* **Bloco de texto**:
Falar sobre dinheiro com crianças pode ser uma tarefa desafiadora, um passo fundamental para preparar os jovens para lidar com finanças de maneira eficaz na vida adulta. De acordo com a superintendente de Negócios para Pessoa Física da B3, Christianne Bariquelli, e o psicanalista Júnior Silva, esse tipo de educação abrange mais do que o simples cálculo de valores, englobando também lições valiosas sobre emocionalidade e comportamento. Afinal, a introdução a esse tema começa, muitas vezes, pela observação dos hábitos familiares.
A cultura predominante no Brasil foca no sucesso profissional por meio do trabalho formal, o que Júnior Silva chama de “mentalidade operária”, raramente incentivando que jovens cultuem a independência financeira ou o empreendedorismo. “Crescemos ouvindo que o sucesso é arrumar um bom emprego, e não criar o próprio caminho. Essa mentalidade molda nossa relação com o dinheiro, marcada muitas vezes por medo, culpa ou improviso”, afirma. Para ele, ensinar uma criança a lidar com o dinheiro é ensiná-la a pensar sobre escolhas, limites e liberdade. Isso abre uma porta para ela explorar um universo de escolhas conscientes, limites financeiros e liberdade de decisão.
Qual é a importância de tratar de finanças com as crianças?
Christianne Bariquelli destaca que é na infância que as as habilidades necessárias para uma vida financeira equilibrada se desenvolvem. Esse é o período em que a criança pode começar a compreender conceitos de planejamento, organização e escolha, mesmo que de forma rudimentar. “Mesmo sem entender os aspectos técnicos, as crianças podem ser estimuladas desde cedo em situações que envolvam planejamento, organização e escolhas”. Essas experiências não se limitam ao ato de contar dinheiro; elas se estendem ao entendimento das consequências de cada escolha financeira feita.
Ela ressalta que as crianças aprendem principalmente pelo exemplo. “A relação dos adultos da casa com o dinheiro, o quanto o tema é tratado abertamente e as experiências vivenciadas com a organização financeira contribuem para moldar a forma como os filhos lidarão com o dinheiro no futuro.”

* **Linhas de dados**:
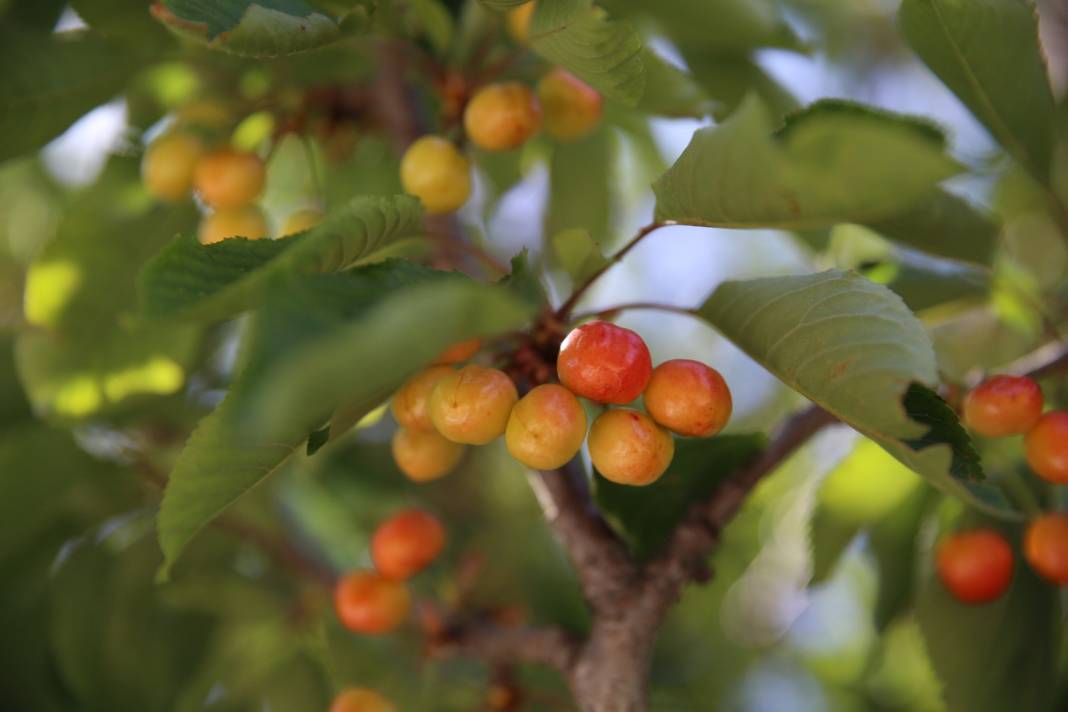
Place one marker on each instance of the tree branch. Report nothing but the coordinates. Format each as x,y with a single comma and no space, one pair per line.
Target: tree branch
685,557
600,558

* **Instruções do exercício**:
1/ Diga se cada afirmação abaixo está de acordo com o texto sobre dinheiro e crianças, respondendo sim ou não e citando, sem alterar nada, as palavras do texto que decidem a resposta. (a) Júnior Silva dá o nome de "mentalidade operária" à cultura que foca no sucesso pelo trabalho formal. (b) Para Christianne Bariquelli, as crianças só podem ser estimuladas a planejar depois de entenderem os aspectos técnicos. (c) Christianne Bariquelli afirma que as crianças aprendem principalmente pelo exemplo.
2/ Copie do texto sobre dinheiro e crianças o trecho entre "Christianne Bariquelli destaca" e "escolha financeira feita.", incluindo essas duas partes.

* **Respostas**:
1/
(a) Sim: "A cultura predominante no Brasil foca no sucesso profissional por meio do trabalho formal, o que Júnior Silva chama de “mentalidade operária”"
(b) Não: "Mesmo sem entender os aspectos técnicos, as crianças podem ser estimuladas desde cedo em situações que envolvam planejamento, organização e escolhas"
(c) Sim: "Ela ressalta que as crianças aprendem principalmente pelo exemplo."

2/
Christianne Bariquelli destaca que é na infância que as as habilidades necessárias para uma vida financeira equilibrada se desenvolvem. Esse é o período em que a criança pode começar a compreender conceitos de planejamento, organização e escolha, mesmo que de forma rudimentar. “Mesmo sem entender os aspectos técnicos, as crianças podem ser estimuladas desde cedo em situações que envolvam planejamento, organização e escolhas”. Essas experiências não se limitam ao ato de contar dinheiro; elas se estendem ao entendimento das consequências de cada escolha financeira feita.